Lay out every entry below as a two-column CSV with the header row text,answer, giving one row per entry. Put each entry's text and its answer in separate quoted fields, and replace any line breaks inside a field with spaces.

(Location identification items)
::::::::::
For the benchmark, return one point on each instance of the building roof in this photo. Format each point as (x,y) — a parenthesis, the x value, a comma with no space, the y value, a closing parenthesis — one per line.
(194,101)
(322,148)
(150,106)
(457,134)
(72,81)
::::::::::
#### Written response
text,answer
"For the benchmark, return one point on each instance of the building roof in this photo. Format each point as (x,y) — a parenthesis, the x value, a comma with no space, the y value, a closing parenthesis — one per line.","(194,101) (322,148) (150,106) (457,134) (72,81)"